Given exercise =>
Skip all pictures. Set down only the lines starting at the line containing "the white interior" and running to the end of the listing.

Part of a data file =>
╭──
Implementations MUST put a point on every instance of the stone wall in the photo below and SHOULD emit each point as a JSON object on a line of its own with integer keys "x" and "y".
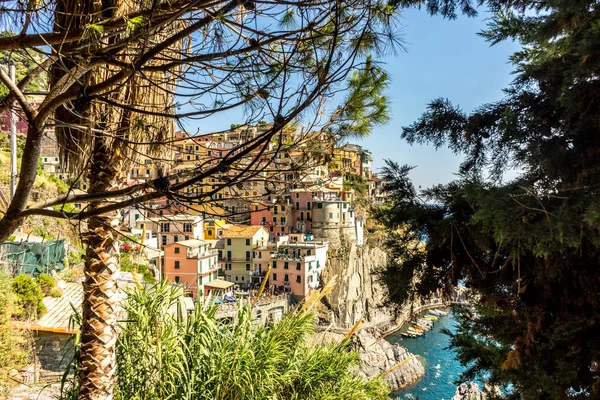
{"x": 54, "y": 351}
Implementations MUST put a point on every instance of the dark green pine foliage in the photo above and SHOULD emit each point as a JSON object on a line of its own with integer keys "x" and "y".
{"x": 520, "y": 226}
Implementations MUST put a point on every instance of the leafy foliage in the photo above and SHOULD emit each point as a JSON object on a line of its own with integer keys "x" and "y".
{"x": 13, "y": 343}
{"x": 46, "y": 282}
{"x": 29, "y": 297}
{"x": 528, "y": 248}
{"x": 24, "y": 61}
{"x": 162, "y": 355}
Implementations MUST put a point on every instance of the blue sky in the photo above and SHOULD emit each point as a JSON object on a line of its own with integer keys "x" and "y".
{"x": 443, "y": 59}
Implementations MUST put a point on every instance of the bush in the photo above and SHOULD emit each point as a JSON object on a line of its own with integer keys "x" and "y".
{"x": 46, "y": 282}
{"x": 203, "y": 357}
{"x": 13, "y": 351}
{"x": 71, "y": 274}
{"x": 29, "y": 297}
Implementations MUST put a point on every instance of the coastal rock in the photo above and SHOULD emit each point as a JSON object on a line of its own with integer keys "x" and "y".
{"x": 378, "y": 356}
{"x": 359, "y": 292}
{"x": 469, "y": 391}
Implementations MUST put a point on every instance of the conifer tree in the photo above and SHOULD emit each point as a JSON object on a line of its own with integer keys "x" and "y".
{"x": 528, "y": 247}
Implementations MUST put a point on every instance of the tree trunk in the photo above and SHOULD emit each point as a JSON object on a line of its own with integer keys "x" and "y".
{"x": 97, "y": 357}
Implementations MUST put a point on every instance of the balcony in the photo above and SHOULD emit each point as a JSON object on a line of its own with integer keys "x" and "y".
{"x": 235, "y": 259}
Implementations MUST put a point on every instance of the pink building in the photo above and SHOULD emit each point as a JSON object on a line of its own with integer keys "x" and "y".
{"x": 297, "y": 267}
{"x": 192, "y": 264}
{"x": 276, "y": 217}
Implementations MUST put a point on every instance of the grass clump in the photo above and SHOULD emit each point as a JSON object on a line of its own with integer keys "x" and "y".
{"x": 46, "y": 283}
{"x": 13, "y": 340}
{"x": 162, "y": 354}
{"x": 29, "y": 297}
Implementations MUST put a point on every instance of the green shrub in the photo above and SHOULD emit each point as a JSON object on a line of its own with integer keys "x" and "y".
{"x": 71, "y": 274}
{"x": 46, "y": 282}
{"x": 29, "y": 297}
{"x": 202, "y": 357}
{"x": 13, "y": 341}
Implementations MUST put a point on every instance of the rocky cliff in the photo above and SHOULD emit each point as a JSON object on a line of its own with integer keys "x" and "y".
{"x": 469, "y": 391}
{"x": 359, "y": 293}
{"x": 399, "y": 367}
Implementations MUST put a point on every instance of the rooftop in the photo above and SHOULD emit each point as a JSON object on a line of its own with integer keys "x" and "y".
{"x": 173, "y": 218}
{"x": 240, "y": 231}
{"x": 218, "y": 284}
{"x": 189, "y": 243}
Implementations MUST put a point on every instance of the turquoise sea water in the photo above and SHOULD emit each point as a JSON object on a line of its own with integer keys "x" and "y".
{"x": 441, "y": 368}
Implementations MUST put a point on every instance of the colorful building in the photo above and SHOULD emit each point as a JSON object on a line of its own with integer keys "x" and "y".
{"x": 297, "y": 267}
{"x": 191, "y": 264}
{"x": 240, "y": 244}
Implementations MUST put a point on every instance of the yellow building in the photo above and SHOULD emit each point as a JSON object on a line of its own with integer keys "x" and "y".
{"x": 214, "y": 228}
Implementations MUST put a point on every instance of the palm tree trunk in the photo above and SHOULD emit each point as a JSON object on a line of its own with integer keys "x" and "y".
{"x": 97, "y": 356}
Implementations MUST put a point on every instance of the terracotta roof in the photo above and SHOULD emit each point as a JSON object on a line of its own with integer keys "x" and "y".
{"x": 218, "y": 284}
{"x": 241, "y": 231}
{"x": 189, "y": 243}
{"x": 60, "y": 310}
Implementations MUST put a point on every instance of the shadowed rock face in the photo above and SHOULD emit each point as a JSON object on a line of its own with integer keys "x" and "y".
{"x": 469, "y": 391}
{"x": 379, "y": 356}
{"x": 358, "y": 291}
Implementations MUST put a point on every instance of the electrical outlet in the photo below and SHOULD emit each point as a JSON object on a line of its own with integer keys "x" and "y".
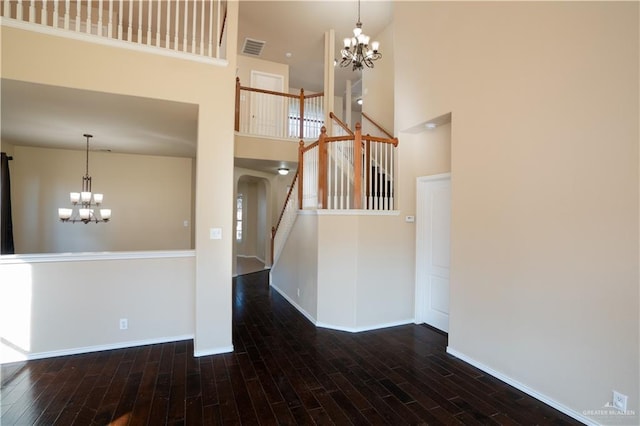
{"x": 620, "y": 401}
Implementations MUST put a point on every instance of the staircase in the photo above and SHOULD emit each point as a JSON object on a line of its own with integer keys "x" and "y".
{"x": 350, "y": 171}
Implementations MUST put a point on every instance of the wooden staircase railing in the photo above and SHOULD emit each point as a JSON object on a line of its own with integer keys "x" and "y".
{"x": 352, "y": 171}
{"x": 278, "y": 122}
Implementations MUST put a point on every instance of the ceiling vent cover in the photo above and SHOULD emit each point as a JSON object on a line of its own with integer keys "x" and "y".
{"x": 253, "y": 47}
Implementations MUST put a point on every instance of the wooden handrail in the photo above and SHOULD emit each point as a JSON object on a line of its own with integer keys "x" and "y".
{"x": 301, "y": 97}
{"x": 237, "y": 118}
{"x": 340, "y": 123}
{"x": 370, "y": 138}
{"x": 322, "y": 170}
{"x": 301, "y": 151}
{"x": 357, "y": 168}
{"x": 377, "y": 125}
{"x": 286, "y": 200}
{"x": 269, "y": 92}
{"x": 274, "y": 229}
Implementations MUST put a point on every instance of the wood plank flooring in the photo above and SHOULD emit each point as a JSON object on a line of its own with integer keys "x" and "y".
{"x": 283, "y": 371}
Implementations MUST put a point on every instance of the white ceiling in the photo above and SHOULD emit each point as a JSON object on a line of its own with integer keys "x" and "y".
{"x": 56, "y": 117}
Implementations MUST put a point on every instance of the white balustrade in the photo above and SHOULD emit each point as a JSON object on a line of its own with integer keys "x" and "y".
{"x": 153, "y": 23}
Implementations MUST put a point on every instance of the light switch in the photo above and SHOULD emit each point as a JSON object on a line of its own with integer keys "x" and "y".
{"x": 215, "y": 233}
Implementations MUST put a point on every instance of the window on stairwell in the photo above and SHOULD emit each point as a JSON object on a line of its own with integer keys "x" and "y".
{"x": 312, "y": 123}
{"x": 239, "y": 213}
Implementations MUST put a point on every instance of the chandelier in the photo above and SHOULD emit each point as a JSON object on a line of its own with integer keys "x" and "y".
{"x": 356, "y": 50}
{"x": 83, "y": 202}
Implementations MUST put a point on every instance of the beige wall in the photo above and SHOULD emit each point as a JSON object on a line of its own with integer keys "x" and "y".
{"x": 150, "y": 198}
{"x": 377, "y": 87}
{"x": 544, "y": 97}
{"x": 83, "y": 65}
{"x": 246, "y": 64}
{"x": 50, "y": 312}
{"x": 295, "y": 274}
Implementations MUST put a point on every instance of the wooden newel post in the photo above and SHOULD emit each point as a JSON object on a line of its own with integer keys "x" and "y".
{"x": 301, "y": 113}
{"x": 322, "y": 169}
{"x": 237, "y": 121}
{"x": 357, "y": 168}
{"x": 300, "y": 174}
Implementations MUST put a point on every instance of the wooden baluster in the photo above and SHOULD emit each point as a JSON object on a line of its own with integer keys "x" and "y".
{"x": 78, "y": 16}
{"x": 300, "y": 173}
{"x": 67, "y": 6}
{"x": 43, "y": 13}
{"x": 193, "y": 28}
{"x": 301, "y": 113}
{"x": 219, "y": 27}
{"x": 158, "y": 19}
{"x": 139, "y": 40}
{"x": 167, "y": 40}
{"x": 130, "y": 22}
{"x": 210, "y": 51}
{"x": 88, "y": 29}
{"x": 110, "y": 27}
{"x": 237, "y": 119}
{"x": 120, "y": 6}
{"x": 149, "y": 22}
{"x": 19, "y": 10}
{"x": 322, "y": 169}
{"x": 357, "y": 168}
{"x": 202, "y": 29}
{"x": 100, "y": 17}
{"x": 176, "y": 28}
{"x": 184, "y": 30}
{"x": 55, "y": 14}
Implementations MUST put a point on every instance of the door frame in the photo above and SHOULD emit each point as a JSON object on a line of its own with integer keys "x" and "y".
{"x": 421, "y": 290}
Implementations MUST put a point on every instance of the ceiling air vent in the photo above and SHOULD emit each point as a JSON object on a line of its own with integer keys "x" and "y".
{"x": 253, "y": 47}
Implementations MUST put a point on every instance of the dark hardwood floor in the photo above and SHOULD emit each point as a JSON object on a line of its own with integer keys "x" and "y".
{"x": 283, "y": 371}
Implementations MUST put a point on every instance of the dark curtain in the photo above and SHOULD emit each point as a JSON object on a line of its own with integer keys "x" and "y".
{"x": 6, "y": 224}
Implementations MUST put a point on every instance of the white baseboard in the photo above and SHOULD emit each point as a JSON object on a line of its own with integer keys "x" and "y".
{"x": 98, "y": 348}
{"x": 293, "y": 302}
{"x": 524, "y": 388}
{"x": 365, "y": 328}
{"x": 215, "y": 351}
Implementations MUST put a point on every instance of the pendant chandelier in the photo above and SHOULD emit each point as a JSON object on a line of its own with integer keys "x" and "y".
{"x": 356, "y": 50}
{"x": 83, "y": 202}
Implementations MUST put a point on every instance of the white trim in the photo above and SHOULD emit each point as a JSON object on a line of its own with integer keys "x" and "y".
{"x": 349, "y": 212}
{"x": 247, "y": 256}
{"x": 524, "y": 388}
{"x": 365, "y": 328}
{"x": 215, "y": 351}
{"x": 93, "y": 256}
{"x": 295, "y": 305}
{"x": 431, "y": 178}
{"x": 97, "y": 348}
{"x": 8, "y": 22}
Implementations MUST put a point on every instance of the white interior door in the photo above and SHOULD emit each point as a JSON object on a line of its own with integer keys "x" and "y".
{"x": 433, "y": 225}
{"x": 267, "y": 111}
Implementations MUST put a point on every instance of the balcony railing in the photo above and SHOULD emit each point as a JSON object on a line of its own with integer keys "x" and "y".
{"x": 191, "y": 27}
{"x": 353, "y": 171}
{"x": 267, "y": 113}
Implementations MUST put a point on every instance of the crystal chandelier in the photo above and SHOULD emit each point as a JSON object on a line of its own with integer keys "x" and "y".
{"x": 83, "y": 202}
{"x": 356, "y": 50}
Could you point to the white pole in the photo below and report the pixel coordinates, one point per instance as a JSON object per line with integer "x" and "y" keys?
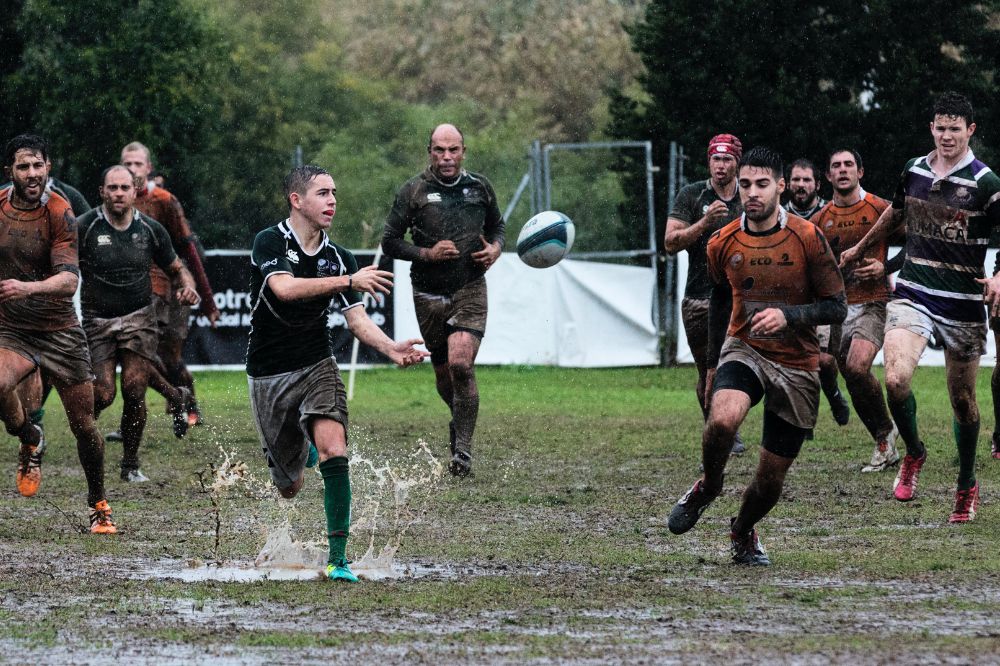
{"x": 366, "y": 299}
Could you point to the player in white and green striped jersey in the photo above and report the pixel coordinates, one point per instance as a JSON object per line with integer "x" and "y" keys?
{"x": 949, "y": 202}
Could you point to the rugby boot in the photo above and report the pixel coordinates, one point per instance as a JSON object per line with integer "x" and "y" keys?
╰──
Correct answer =>
Implementations MUST put a point on every instance of the white interior door in the photo above and SHOULD emit each point as a JSON object on a line of its own with integer keys "x" and "y".
{"x": 433, "y": 225}
{"x": 267, "y": 111}
Implementations MUST put a point on every instance of the balcony railing in the photo above and SHOULD emit each point as a JSON object on a line of its own with integer keys "x" and "y".
{"x": 191, "y": 27}
{"x": 353, "y": 171}
{"x": 267, "y": 113}
Implementations MUST put a point on every instance of the crystal chandelier in the photo above and SHOULD emit each point as a JSON object on a line of its own with integer keys "x" and "y".
{"x": 83, "y": 202}
{"x": 356, "y": 50}
Could you point to the white pole in the photo below and report the pixel coordinates, one point per instance as a JSON object per line with integer "x" and "y" keys?
{"x": 366, "y": 299}
Could you point to the player in white and green striped jersey in the photo above and report the pixel coordinates, one point per instance as a JSON object per line with integer "x" and "y" keys?
{"x": 949, "y": 202}
Could you point to the rugby boot in the photo above and report the pixel coordinates, one point per instance as a JSON object per line with integer "x" and "y" keys?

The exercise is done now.